Could you reproduce the items between the lines holding "Note: point to every instance of the cave" and "x=175, y=366", inclusive, substituting "bone shard" for "bone fragment" and leaving everything else unchanged?

## START MATERIAL FOR THE TASK

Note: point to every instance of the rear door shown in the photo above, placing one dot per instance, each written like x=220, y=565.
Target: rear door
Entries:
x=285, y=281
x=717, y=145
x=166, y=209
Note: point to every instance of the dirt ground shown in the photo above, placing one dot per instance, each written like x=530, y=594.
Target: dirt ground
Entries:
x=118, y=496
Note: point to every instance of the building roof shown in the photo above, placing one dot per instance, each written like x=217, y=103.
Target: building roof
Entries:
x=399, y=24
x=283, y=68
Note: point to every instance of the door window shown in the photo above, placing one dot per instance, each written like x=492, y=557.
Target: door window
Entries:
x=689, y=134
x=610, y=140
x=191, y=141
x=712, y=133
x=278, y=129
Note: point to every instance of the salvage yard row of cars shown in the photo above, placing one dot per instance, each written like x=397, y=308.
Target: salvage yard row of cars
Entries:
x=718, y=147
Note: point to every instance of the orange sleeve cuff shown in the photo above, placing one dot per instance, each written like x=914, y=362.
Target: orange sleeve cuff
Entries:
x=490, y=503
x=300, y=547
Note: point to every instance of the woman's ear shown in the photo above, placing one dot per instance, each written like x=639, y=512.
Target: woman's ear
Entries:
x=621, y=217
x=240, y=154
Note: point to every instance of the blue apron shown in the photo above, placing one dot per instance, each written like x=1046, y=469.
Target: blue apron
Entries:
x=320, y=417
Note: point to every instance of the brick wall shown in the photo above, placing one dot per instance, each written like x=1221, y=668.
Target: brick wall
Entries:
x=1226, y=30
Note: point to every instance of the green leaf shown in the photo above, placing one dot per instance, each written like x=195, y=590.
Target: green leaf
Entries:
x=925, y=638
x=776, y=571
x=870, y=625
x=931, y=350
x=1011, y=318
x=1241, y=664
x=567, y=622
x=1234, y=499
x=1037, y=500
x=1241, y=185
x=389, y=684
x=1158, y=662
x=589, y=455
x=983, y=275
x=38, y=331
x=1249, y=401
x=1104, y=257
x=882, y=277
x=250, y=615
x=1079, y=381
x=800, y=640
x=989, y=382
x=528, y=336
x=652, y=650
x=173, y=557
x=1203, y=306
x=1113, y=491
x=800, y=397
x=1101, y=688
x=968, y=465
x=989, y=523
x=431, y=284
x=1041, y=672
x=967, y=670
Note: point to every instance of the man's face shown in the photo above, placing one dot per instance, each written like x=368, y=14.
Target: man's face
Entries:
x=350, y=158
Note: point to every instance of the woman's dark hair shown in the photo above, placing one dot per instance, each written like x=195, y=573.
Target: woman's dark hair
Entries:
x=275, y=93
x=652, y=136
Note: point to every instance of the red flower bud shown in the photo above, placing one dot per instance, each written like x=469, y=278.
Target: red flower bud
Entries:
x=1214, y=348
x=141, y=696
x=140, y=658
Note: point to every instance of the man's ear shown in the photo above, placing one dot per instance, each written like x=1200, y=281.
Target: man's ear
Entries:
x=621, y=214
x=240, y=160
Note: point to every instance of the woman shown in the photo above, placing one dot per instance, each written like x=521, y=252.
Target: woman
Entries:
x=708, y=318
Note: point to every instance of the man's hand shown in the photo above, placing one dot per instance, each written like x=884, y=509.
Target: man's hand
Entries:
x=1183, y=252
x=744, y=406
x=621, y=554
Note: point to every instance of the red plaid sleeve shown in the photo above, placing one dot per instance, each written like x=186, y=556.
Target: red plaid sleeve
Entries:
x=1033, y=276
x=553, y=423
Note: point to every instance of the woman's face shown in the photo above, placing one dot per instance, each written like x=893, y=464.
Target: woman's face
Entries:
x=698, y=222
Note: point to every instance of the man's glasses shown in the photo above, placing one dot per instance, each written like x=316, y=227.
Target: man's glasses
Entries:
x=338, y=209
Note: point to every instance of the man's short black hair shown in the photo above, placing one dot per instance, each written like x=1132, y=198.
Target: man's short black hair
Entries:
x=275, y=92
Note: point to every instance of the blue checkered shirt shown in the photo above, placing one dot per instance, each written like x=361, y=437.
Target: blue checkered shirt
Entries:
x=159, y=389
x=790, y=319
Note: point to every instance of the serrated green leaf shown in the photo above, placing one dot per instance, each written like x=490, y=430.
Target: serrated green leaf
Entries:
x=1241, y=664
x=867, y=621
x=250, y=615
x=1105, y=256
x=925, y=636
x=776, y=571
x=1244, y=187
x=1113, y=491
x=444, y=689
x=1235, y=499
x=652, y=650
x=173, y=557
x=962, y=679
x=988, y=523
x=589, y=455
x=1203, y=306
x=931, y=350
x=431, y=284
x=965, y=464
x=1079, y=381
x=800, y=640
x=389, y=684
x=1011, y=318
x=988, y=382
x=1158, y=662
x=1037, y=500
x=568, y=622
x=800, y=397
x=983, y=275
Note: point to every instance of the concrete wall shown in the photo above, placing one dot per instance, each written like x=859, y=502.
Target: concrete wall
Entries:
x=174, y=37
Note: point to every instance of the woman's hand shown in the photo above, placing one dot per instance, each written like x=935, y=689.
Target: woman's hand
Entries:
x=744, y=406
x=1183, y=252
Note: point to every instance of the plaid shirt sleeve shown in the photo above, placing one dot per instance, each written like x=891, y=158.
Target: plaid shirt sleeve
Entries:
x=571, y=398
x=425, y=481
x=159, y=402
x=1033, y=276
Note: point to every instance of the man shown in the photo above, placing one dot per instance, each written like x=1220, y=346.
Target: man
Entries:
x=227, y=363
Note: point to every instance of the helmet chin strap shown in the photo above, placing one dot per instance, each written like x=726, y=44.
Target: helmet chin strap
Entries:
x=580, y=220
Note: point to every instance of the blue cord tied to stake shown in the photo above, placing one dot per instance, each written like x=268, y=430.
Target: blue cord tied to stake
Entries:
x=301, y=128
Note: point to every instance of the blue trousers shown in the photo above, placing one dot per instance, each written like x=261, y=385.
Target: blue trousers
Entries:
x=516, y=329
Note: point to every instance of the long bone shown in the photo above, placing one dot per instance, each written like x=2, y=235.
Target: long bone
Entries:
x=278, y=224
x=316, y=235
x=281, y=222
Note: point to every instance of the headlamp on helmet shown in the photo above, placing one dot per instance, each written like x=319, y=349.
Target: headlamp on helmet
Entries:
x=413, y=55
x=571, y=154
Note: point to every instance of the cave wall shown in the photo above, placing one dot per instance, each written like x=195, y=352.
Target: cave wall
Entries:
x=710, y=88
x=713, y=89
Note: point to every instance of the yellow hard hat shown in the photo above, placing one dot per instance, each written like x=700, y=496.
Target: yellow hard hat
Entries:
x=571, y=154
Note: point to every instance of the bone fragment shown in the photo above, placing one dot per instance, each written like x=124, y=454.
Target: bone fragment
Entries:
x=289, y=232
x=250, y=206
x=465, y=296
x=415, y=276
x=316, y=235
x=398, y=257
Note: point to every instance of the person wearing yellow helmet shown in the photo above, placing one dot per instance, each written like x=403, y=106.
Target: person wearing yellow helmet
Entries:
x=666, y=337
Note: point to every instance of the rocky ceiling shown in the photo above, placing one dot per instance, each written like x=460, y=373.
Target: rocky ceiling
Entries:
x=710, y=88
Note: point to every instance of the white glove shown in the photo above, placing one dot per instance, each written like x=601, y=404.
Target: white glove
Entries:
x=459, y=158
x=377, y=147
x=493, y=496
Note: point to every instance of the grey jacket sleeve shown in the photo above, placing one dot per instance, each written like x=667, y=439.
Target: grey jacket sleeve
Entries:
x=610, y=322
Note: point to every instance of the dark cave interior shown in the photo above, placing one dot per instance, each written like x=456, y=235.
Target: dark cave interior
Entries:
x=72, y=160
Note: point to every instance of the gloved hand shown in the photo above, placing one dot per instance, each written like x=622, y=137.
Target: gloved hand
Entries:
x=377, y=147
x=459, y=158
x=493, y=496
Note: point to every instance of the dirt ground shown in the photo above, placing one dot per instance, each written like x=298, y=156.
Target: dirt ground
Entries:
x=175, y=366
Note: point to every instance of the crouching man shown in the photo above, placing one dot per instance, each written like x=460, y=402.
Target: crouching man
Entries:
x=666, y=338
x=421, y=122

## END MATERIAL FOR THE TASK

EXERCISE ANSWER
Note: point to every instance of the cave wall shown in the photo above, placing one dot per instance, each written like x=195, y=352.
Target: cave wall
Entries:
x=710, y=88
x=713, y=89
Note: point to every instance of the yellow hard hat shown in the photo above, placing one dot per instance, each written like x=700, y=496.
Target: yellow hard hat
Entries:
x=571, y=154
Note: point to every instance of the bone shard shown in the photo above, placing one dot per instance, each written like x=124, y=454.
Target: bone shard
Entries:
x=289, y=232
x=250, y=206
x=465, y=296
x=415, y=276
x=316, y=235
x=398, y=257
Note: point to every instance of the person wearing yellow helmet shown in the photo above, placing one dot per instance, each written like x=403, y=106.
Target: person wearing yellow helmet
Entries:
x=666, y=337
Note: point to every instance of the rocky ceiling shown in the photo above, placing one dot per instance, each written like x=460, y=373.
Target: rocky ceiling
Entries:
x=710, y=88
Note: point to every instance of the white glove shown in the photo above, placing one dot per instance, each written like x=601, y=404.
Target: white glove
Entries:
x=459, y=158
x=377, y=147
x=493, y=496
Note: point to every instance of the grey jacket sleeve shown in the photo above, placing one dot per instance, each written like x=667, y=439.
Target: grey jacket sleeve
Entries:
x=610, y=322
Note: point to every instance of the dark cave interior shown in the photo above, placing one dot per instance, each written like x=456, y=235.
Target: dark cave interior
Entries:
x=72, y=160
Note: point to every instance of the gloved hand shown in the photo above, placing one dot per instance, each written like x=622, y=137.
Target: gloved hand
Entries:
x=377, y=147
x=459, y=158
x=493, y=496
Note: point to every instance of the dirt ground shown in the photo above, placing one dot per instance, each written like x=298, y=156.
Target: dirt ground
Entries:
x=175, y=366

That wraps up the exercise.